**Provided entries:**

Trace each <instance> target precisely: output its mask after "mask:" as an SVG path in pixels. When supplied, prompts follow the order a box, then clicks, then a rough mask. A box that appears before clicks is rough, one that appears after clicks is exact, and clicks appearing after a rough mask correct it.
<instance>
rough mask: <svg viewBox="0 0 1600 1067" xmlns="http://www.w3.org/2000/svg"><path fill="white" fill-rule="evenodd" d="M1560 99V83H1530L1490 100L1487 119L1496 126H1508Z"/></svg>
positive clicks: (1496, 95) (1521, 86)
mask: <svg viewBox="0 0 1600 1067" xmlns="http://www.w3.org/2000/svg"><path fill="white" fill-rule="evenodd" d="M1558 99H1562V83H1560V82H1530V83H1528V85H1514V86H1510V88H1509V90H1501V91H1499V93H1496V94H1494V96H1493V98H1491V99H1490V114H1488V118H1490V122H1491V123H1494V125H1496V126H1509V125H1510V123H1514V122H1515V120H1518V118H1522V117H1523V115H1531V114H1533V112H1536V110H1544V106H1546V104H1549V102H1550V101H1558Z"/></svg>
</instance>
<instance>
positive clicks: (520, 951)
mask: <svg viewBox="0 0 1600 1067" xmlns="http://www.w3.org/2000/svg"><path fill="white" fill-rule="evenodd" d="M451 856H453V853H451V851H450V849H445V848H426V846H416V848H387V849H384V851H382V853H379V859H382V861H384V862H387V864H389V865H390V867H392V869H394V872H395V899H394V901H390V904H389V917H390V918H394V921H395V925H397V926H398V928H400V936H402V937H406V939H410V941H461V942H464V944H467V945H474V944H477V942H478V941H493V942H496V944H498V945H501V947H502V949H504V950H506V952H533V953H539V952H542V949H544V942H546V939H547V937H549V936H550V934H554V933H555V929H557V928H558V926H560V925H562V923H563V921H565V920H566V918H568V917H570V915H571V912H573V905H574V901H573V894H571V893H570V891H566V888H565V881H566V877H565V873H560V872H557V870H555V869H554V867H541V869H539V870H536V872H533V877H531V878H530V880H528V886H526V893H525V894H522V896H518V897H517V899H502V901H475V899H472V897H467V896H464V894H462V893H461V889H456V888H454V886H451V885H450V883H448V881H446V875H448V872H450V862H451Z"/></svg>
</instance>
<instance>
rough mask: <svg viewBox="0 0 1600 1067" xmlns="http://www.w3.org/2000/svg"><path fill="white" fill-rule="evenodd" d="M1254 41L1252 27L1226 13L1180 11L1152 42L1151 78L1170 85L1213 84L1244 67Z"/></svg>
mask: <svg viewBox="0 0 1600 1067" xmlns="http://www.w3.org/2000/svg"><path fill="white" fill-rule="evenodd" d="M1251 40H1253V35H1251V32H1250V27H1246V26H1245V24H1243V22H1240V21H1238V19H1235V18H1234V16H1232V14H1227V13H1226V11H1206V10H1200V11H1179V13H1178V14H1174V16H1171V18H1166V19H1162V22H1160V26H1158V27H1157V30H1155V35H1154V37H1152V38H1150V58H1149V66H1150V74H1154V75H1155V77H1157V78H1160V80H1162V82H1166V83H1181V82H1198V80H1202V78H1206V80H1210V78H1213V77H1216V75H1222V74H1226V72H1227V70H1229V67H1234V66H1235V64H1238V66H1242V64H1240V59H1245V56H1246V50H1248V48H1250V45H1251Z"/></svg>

**Required action:**
Nothing in the records should be left out; write all of them out again exactly.

**Response box:**
Trace each <instance> target precisely: output its mask after "mask:" as an SVG path in pixels. When supplied, prompts follow the order a box, then clicks, then a rough mask. A box that appears before clicks is rough, one that appears after clicks is exact, and clicks appearing after a rough mask correct it.
<instance>
rough mask: <svg viewBox="0 0 1600 1067" xmlns="http://www.w3.org/2000/svg"><path fill="white" fill-rule="evenodd" d="M1560 99V83H1530L1490 100L1487 119L1496 126H1508Z"/></svg>
positive clicks: (1496, 95) (1521, 86)
mask: <svg viewBox="0 0 1600 1067" xmlns="http://www.w3.org/2000/svg"><path fill="white" fill-rule="evenodd" d="M1558 99H1562V83H1560V82H1530V83H1528V85H1514V86H1510V88H1509V90H1501V91H1499V93H1496V94H1494V96H1493V98H1491V99H1490V114H1488V118H1490V122H1491V123H1494V125H1496V126H1509V125H1510V123H1514V122H1515V120H1518V118H1522V117H1523V115H1531V114H1533V112H1536V110H1544V106H1546V104H1549V102H1550V101H1558Z"/></svg>
</instance>
<instance>
positive clicks: (520, 951)
mask: <svg viewBox="0 0 1600 1067" xmlns="http://www.w3.org/2000/svg"><path fill="white" fill-rule="evenodd" d="M451 856H453V853H451V851H450V849H445V848H426V846H416V848H387V849H384V851H382V853H379V859H382V861H384V862H387V864H389V865H390V867H392V869H394V872H395V899H394V901H390V904H389V917H390V918H394V921H395V925H397V926H398V928H400V936H402V937H406V939H410V941H461V942H464V944H467V945H474V944H477V942H478V941H493V942H496V944H498V945H501V947H502V949H504V950H506V952H533V953H539V952H542V949H544V942H546V939H547V937H549V936H550V934H554V933H555V929H557V928H558V926H560V925H562V923H563V921H565V920H566V918H568V917H570V915H571V912H573V905H574V901H573V894H571V893H570V891H566V888H565V881H566V877H565V873H560V872H557V870H555V869H554V867H541V869H539V870H536V872H533V877H531V878H530V880H528V886H526V893H525V894H522V896H518V897H517V899H502V901H475V899H472V897H467V896H464V894H462V893H461V889H456V888H454V886H451V885H450V883H448V881H446V875H448V872H450V862H451Z"/></svg>
</instance>
<instance>
rough mask: <svg viewBox="0 0 1600 1067" xmlns="http://www.w3.org/2000/svg"><path fill="white" fill-rule="evenodd" d="M1254 41L1252 27L1226 13L1180 11L1152 42L1151 78L1170 85L1213 84L1244 67Z"/></svg>
mask: <svg viewBox="0 0 1600 1067" xmlns="http://www.w3.org/2000/svg"><path fill="white" fill-rule="evenodd" d="M1251 40H1253V35H1251V32H1250V27H1246V26H1245V24H1243V22H1240V21H1238V19H1235V18H1234V16H1232V14H1227V13H1226V11H1206V10H1200V11H1179V13H1178V14H1174V16H1171V18H1166V19H1162V22H1160V26H1158V27H1157V30H1155V35H1154V37H1152V38H1150V58H1149V66H1150V74H1154V75H1155V77H1157V78H1160V80H1162V82H1166V83H1181V82H1198V80H1202V78H1206V80H1210V78H1213V77H1216V75H1222V74H1226V72H1227V70H1229V67H1234V66H1235V64H1238V66H1242V64H1240V59H1245V56H1246V50H1248V48H1250V45H1251Z"/></svg>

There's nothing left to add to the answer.